• WORK TO BE COMPLETED: Collect each line of the rows below that contains the string "written". Case counts.

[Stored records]
>>
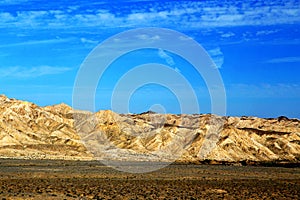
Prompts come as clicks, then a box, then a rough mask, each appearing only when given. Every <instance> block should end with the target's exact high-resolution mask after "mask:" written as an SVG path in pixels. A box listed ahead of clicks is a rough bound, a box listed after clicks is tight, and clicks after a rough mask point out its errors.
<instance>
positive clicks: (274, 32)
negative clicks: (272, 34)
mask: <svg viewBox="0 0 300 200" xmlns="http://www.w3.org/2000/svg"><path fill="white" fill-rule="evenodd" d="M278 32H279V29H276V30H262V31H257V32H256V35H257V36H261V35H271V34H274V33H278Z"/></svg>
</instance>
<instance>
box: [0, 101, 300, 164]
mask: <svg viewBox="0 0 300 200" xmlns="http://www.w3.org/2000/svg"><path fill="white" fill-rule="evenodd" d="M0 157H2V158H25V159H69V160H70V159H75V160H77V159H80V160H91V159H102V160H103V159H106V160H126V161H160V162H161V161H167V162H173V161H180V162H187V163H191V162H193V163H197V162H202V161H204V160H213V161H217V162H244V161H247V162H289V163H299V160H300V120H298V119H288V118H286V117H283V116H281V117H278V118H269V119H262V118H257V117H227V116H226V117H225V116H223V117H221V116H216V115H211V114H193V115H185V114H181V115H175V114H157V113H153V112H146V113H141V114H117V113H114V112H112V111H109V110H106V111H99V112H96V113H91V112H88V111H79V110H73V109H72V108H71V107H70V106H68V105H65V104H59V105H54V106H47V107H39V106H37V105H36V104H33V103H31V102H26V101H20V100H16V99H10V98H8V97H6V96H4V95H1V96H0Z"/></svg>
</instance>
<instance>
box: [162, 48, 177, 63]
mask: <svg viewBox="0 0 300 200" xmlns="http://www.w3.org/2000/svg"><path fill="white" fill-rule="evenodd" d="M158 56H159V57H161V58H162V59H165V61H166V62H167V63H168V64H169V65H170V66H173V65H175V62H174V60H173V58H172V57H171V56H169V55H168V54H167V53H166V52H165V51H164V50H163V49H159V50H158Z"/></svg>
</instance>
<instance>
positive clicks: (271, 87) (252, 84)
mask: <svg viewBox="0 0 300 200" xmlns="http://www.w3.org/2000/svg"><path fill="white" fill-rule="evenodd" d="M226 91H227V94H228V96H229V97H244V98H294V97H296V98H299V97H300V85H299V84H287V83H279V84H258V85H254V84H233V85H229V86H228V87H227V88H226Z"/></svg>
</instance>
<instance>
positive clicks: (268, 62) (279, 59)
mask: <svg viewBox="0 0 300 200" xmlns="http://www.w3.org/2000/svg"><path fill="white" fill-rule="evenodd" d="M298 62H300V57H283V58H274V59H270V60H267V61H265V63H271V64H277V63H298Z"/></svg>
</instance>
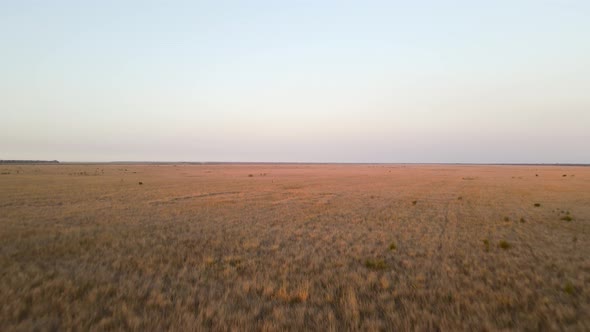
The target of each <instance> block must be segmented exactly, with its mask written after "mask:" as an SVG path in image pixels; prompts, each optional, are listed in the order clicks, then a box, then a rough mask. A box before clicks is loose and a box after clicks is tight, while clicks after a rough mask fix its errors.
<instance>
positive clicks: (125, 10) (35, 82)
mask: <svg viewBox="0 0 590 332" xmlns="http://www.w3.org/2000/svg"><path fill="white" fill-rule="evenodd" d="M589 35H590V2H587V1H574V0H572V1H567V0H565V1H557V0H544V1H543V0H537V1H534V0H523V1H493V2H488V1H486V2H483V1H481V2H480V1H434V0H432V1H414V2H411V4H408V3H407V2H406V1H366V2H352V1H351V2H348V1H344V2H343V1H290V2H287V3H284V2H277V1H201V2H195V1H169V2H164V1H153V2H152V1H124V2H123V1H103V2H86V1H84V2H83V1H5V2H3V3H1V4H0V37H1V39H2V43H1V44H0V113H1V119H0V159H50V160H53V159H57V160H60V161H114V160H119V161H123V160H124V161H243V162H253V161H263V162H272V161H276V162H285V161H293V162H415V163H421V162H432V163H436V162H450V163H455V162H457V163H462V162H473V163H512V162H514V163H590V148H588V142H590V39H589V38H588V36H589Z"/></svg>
<<
>>
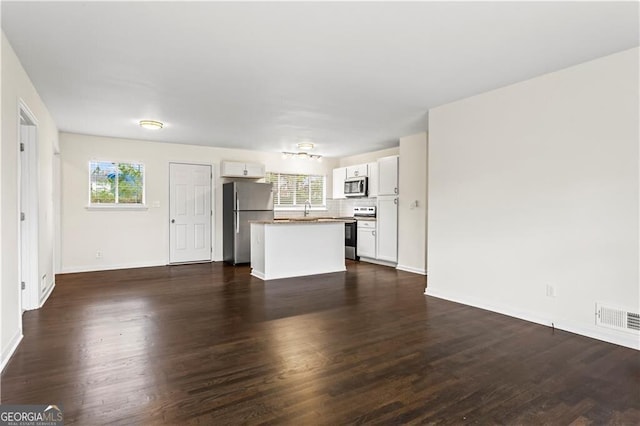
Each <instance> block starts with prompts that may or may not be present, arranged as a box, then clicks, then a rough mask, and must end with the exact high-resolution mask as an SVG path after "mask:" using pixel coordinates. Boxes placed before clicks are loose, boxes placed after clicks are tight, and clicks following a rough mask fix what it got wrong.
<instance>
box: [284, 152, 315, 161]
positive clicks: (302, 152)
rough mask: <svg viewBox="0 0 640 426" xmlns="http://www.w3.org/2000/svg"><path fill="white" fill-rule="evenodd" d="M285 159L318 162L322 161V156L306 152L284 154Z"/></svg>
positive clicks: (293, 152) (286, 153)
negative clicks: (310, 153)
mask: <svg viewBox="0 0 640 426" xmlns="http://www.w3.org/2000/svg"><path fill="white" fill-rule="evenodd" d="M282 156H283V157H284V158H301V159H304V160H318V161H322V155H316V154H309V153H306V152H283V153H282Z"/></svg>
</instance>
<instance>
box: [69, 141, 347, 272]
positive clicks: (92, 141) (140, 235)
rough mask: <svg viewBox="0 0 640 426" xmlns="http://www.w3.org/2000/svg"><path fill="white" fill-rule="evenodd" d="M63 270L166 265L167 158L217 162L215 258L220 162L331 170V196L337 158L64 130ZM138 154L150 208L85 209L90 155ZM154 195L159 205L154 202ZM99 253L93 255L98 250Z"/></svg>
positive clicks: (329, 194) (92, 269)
<<
>>
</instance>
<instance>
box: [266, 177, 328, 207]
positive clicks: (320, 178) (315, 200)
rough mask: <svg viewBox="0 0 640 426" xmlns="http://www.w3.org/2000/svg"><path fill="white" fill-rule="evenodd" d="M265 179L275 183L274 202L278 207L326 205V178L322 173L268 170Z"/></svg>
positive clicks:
<<
• RESPONSE TO THE EXERCISE:
Prompts come as clicks, then a box, then a rough mask, each appearing only when given. Every <instance> block should end with the target's exact high-resolution mask after "mask:" written as an SVG path in pixels. A box listed ahead of clicks is a rough bound, a box listed after clicks is tight, and clicks after a rough mask point out its errors.
The target of each <instance> block must be segmented exactly, with its mask written after "mask:" as an SVG path in image pixels; prompts, each optional, are listed in the order clicks, then a box, then a rough mask. A box before clicks is loose and a box after clicks is tight, while clicks after a rough mask fix its errors.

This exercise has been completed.